=== What you will do ===
1. In the YA novel recommendations, list the three contrasting pairs the writer sets between dashes when comparing SHIP BREAKER with HEREVILLE.
2. Please reproduce word for word the stretch of the YA novel recommendations from "SHIP BREAKER by" through "very different things.".
3. Extend the YA novel recommendations past their last sentence.

=== Extract provided ===
So, to the meat of the thing:
YA NOVEL RECOMMENDATIONS
HEREVILLE by Barry Deutsch -- A graphic novel detailing the adventures of Mirka, a ten-year-old Orthodox Jewish girl who lives in a Yiddish-speaking, Hassidic enclave, and who wants to get a sword and fight monsters. The graphic novel is free and fun and sometimes silly with occasional breaks into emotional depth and the explorations of Mirka's family. It's garnered very good reviews from a number of sources. I mention the reviews because my attachment to this novel is suspect. I think it's just the best thing ever, but the author is a friend of mine, and I've been one of his first readers since it was a self-published chapbook that predated the mass market publication. I love this book, but don't take my word for it.
SHIP BREAKER by Paolo Bacigalupi - I reviewed this recently, so I won't go over the whole thing again, but I really got into the emotional journey of this book, from the intense world building to the well-rendered characters. It's difficult to compare this book to HEREVILLE--apples to oranges, humor to wrenching, a sheltered ten-year-old to an impoverished teenage laborer--both are very good at very different things.

=== Source data ===
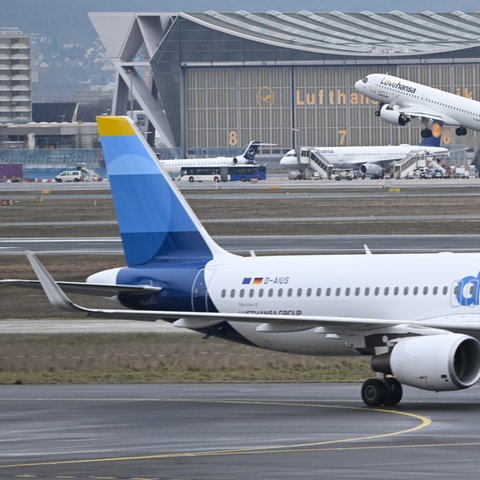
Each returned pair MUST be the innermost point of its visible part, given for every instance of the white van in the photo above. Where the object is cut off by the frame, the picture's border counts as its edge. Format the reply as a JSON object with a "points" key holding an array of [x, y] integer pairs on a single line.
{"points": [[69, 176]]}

...

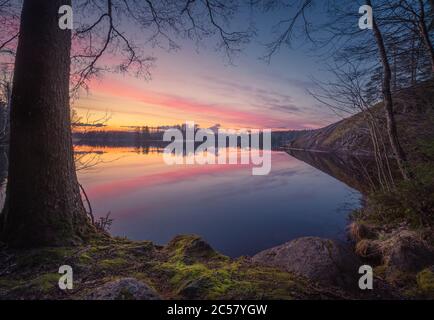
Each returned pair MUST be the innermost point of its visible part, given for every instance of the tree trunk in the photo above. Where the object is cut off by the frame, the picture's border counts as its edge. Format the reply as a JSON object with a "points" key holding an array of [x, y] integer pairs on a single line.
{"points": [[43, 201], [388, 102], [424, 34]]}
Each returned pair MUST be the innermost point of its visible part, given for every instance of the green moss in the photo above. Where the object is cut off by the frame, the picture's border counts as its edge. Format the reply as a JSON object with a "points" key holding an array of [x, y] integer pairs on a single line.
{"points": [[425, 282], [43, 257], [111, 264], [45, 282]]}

=== Responses per task ===
1.
apples to oranges
humor to wrenching
a sheltered ten-year-old to an impoverished teenage laborer

2.
SHIP BREAKER by Paolo Bacigalupi - I reviewed this recently, so I won't go over the whole thing again, but I really got into the emotional journey of this book, from the intense world building to the well-rendered characters. It's difficult to compare this book to HEREVILLE--apples to oranges, humor to wrenching, a sheltered ten-year-old to an impoverished teenage laborer--both are very good at very different things.

3.
I SHALL WEAR MIDNIGHT by Terry Pratchett - This is the latest in Pratchett's Tiffany Aching series. I enjoyed it a bit more than the others; Tiffany's moral universe is growing more complex. There was a bitter sadness to the subplots about loss that gave some of the imagery a poetic depth beyond its service in the plot. The endnote about Pratchett's childhood also gave me a sense of longing and nostalgia, put in tension with the disappearing origins of the lifestyle on Tiffany's chalk. Of course, these themes stand out more strikingly in all of Pratchett's work since his alzheimer's diagnosis; it's possible I imagine or overemphasize them. But it does seem that there's a bit of the loving, but slightly bitter (on my end as a reader), goodbye in the novels that have come out since his announcement. In a twitter discussion about the book, my friend Sarah said that she thought the plot of this one was a mess... and really, I suppose there may not be a lot of coherence to the big, bad magic threat and its big, bad magic quest to be big, bad, magically destructive. But it seems to me that's true of most (though not all) Pratchett books, and it's really orthogonal to why I read and enjoy them.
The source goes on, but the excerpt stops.